• [EXTRACTED ENTRIES]:
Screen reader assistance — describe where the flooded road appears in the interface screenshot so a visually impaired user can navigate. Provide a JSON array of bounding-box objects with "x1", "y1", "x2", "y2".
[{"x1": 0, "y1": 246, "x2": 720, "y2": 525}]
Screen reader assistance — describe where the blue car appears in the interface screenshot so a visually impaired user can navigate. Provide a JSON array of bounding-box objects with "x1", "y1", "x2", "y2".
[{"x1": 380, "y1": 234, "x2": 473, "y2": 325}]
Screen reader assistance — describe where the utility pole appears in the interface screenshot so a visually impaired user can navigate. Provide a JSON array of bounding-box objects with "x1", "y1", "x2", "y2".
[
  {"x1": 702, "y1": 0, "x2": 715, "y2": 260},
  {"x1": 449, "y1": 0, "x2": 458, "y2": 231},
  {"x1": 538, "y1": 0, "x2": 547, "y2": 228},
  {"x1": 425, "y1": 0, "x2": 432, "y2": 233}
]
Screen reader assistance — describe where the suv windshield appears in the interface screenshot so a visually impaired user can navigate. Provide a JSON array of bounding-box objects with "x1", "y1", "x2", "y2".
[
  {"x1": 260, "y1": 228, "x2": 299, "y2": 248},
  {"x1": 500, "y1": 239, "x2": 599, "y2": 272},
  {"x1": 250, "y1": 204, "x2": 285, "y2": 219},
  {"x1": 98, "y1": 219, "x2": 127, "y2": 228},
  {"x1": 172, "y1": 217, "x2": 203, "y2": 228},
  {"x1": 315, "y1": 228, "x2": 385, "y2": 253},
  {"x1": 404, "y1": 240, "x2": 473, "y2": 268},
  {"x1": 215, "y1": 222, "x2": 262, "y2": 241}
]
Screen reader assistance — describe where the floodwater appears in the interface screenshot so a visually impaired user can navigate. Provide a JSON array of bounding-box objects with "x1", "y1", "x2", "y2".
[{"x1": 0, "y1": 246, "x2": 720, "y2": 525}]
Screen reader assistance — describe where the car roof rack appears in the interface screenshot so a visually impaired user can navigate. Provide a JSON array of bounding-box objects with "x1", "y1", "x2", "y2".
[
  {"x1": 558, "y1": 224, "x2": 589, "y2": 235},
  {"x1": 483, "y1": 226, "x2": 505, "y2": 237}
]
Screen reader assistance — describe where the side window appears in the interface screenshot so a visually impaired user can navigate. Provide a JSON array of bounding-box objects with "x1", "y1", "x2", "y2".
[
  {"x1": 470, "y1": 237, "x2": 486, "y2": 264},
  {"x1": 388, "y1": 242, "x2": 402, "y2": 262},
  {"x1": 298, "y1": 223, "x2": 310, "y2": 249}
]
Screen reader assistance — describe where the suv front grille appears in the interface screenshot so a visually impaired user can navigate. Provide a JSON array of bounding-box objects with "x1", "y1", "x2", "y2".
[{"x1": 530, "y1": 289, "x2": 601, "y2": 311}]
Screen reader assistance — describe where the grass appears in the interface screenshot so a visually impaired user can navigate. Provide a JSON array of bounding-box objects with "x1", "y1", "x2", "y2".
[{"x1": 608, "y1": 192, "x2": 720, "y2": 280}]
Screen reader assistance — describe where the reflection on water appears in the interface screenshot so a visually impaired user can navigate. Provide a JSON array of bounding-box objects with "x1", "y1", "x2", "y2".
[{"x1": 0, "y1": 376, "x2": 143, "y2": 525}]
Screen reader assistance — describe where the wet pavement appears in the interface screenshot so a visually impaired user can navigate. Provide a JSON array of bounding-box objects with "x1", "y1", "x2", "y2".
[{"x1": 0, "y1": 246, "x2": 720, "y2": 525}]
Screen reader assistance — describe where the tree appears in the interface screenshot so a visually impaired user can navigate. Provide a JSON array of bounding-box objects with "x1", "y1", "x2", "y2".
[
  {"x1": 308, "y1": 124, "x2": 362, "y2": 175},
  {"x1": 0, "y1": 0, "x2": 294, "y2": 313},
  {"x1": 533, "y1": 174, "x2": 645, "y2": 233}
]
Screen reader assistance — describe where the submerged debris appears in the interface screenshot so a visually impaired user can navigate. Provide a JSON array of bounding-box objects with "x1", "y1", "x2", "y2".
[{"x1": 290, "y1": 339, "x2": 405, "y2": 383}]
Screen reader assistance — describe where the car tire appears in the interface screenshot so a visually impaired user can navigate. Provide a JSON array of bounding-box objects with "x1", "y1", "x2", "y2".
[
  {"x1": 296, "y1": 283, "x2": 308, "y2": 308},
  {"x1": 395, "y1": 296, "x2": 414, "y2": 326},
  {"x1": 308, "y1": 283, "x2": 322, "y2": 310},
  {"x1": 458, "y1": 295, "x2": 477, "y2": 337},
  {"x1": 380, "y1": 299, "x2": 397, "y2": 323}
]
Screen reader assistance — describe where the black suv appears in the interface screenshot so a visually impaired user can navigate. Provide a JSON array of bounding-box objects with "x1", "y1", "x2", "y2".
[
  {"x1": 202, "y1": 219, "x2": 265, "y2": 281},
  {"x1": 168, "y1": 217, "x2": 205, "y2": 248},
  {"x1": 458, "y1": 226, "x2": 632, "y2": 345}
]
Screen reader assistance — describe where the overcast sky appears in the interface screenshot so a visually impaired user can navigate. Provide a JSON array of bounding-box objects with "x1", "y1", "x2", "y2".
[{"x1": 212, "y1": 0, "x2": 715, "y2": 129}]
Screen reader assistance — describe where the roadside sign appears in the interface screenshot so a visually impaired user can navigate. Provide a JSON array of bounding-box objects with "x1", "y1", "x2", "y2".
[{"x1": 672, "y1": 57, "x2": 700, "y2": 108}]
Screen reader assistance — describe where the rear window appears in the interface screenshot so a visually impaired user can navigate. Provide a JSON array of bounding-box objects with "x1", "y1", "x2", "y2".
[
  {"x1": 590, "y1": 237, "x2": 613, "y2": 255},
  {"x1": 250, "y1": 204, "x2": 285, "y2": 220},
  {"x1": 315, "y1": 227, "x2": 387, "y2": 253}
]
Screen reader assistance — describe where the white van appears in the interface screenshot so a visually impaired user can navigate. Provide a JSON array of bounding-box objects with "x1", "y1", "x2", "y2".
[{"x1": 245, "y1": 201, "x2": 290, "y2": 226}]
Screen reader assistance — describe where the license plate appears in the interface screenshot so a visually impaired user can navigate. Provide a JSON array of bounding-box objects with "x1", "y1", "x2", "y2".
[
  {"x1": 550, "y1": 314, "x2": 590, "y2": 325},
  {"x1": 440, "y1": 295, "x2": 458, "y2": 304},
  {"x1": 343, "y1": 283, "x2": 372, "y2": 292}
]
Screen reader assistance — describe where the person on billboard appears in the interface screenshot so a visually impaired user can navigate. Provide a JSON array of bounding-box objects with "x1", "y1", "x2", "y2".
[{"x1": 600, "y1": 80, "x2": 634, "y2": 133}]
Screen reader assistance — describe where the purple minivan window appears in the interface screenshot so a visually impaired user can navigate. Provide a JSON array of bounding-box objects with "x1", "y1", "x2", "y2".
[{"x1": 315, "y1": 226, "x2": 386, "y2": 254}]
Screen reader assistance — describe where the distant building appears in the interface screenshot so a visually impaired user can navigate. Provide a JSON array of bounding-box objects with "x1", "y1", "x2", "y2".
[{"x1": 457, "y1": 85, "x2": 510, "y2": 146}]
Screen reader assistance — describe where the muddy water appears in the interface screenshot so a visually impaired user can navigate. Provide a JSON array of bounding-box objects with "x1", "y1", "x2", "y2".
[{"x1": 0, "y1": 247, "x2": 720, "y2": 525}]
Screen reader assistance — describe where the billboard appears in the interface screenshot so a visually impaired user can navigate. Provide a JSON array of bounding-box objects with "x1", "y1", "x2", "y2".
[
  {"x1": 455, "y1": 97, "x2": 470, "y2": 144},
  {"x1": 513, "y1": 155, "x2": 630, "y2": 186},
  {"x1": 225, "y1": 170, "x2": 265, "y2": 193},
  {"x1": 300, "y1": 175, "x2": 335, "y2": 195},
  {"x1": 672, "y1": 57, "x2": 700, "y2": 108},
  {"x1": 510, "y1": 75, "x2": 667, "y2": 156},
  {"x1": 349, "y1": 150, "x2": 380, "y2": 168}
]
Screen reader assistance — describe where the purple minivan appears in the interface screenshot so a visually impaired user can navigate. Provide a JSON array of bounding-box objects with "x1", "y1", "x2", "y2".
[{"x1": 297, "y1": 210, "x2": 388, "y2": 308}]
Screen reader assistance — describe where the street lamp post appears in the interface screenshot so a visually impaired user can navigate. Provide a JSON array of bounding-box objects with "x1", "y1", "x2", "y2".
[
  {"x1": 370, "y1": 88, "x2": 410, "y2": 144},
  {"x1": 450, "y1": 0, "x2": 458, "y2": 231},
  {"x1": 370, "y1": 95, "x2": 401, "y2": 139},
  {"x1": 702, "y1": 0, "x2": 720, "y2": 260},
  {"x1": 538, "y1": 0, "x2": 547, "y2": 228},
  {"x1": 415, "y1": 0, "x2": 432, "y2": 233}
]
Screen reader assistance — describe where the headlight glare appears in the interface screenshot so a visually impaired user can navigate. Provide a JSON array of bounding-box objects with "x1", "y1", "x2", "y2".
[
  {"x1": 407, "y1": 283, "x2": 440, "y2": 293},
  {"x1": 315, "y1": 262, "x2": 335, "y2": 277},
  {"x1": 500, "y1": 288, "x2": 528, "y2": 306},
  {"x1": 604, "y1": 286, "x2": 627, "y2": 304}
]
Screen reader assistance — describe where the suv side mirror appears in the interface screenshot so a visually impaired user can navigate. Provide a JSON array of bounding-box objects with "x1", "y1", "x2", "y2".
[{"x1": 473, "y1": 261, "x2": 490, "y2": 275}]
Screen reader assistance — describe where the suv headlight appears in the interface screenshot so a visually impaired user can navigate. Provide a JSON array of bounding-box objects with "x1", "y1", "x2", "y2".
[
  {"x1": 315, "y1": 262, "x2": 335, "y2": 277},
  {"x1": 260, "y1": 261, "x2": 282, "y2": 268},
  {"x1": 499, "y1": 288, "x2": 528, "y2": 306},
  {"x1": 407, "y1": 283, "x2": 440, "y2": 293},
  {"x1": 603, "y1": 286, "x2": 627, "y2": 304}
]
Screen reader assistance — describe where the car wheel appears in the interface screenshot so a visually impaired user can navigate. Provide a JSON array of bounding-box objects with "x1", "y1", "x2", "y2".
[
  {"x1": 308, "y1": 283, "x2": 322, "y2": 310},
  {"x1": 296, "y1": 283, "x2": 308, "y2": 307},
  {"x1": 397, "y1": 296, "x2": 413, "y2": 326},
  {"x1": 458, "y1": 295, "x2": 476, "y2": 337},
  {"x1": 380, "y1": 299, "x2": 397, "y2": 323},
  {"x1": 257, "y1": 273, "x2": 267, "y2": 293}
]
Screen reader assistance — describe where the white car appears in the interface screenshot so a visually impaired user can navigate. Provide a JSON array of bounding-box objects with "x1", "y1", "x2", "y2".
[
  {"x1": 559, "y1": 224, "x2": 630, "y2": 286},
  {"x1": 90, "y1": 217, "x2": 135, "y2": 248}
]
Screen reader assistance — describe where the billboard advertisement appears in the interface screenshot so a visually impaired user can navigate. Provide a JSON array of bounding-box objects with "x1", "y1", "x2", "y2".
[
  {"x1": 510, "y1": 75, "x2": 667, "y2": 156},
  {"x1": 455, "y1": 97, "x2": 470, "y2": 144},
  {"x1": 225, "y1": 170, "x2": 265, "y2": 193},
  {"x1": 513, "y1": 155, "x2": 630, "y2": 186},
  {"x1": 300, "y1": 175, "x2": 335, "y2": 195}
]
---
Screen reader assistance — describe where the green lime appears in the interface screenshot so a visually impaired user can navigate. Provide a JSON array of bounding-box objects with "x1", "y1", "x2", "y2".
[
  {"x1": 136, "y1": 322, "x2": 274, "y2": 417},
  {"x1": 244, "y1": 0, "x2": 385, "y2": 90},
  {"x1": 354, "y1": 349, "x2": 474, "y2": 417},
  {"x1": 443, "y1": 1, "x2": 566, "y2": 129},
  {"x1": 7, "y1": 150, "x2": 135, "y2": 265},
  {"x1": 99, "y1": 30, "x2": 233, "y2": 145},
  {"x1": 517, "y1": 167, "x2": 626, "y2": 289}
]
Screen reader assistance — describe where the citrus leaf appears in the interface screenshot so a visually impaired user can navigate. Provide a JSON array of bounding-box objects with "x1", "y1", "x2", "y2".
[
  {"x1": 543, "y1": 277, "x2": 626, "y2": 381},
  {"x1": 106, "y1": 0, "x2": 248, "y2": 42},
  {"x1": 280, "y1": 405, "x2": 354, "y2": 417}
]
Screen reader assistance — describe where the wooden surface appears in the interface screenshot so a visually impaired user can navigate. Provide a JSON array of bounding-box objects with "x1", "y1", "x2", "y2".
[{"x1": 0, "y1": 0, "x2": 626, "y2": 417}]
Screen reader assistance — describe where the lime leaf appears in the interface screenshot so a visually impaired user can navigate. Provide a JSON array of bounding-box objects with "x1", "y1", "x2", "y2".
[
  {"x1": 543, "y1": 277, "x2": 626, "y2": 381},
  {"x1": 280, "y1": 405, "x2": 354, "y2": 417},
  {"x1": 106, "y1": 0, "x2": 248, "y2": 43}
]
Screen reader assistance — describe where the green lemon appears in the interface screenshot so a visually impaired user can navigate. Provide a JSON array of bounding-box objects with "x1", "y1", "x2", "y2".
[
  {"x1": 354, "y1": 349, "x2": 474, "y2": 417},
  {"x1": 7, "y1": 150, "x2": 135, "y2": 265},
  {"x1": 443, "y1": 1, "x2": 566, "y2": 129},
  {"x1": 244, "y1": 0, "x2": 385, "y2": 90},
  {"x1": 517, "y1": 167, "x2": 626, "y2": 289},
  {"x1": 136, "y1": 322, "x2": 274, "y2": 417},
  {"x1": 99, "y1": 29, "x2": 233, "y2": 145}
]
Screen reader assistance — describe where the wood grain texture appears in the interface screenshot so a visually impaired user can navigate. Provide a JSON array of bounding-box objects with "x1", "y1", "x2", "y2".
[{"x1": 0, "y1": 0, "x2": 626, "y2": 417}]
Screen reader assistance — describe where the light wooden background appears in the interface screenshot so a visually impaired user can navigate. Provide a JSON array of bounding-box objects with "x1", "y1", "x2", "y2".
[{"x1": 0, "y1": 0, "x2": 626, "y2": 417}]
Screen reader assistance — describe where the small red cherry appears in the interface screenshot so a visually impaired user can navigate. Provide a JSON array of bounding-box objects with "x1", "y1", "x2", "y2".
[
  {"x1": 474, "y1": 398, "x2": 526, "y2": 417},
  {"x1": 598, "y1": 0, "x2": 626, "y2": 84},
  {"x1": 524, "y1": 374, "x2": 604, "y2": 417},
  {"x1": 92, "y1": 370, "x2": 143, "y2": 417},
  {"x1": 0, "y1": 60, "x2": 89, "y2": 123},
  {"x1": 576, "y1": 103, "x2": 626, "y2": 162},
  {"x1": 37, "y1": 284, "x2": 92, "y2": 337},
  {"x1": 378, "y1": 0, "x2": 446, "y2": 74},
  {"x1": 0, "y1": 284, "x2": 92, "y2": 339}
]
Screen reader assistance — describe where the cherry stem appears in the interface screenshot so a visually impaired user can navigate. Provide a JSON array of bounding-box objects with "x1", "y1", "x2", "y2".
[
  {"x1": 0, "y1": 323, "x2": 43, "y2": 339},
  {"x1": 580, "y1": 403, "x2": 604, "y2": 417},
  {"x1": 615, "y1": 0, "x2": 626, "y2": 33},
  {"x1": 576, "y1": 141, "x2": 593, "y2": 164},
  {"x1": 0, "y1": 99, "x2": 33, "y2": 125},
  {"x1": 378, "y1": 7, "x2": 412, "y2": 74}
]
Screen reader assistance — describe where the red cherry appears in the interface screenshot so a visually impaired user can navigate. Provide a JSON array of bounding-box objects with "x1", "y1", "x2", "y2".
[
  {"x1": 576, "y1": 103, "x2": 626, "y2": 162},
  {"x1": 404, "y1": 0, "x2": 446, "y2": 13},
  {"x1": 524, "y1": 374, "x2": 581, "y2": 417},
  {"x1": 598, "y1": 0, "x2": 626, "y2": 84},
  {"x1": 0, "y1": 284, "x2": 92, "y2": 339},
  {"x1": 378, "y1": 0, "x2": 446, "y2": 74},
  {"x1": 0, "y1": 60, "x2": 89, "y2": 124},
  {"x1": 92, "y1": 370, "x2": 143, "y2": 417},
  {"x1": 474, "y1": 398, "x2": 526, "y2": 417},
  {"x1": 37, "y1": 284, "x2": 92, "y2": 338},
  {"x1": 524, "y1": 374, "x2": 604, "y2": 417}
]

• [SET EXERCISE]:
From the entries above, extract each line that contains the word "leaf", reproducing those lines verbatim and omitting all others.

• [EXERCISE SOLUTION]:
Screen reader assistance — describe where the citrus leaf appears in the interface screenshot so a visually impaired user can navigate. Provide a JSON array of bounding-box objects with "x1", "y1", "x2", "y2".
Screen reader assistance — describe where the lime leaf appears in the interface screenshot so a visually impaired user can navigate. Provide a JSON array of bounding-box objects with "x1", "y1", "x2", "y2".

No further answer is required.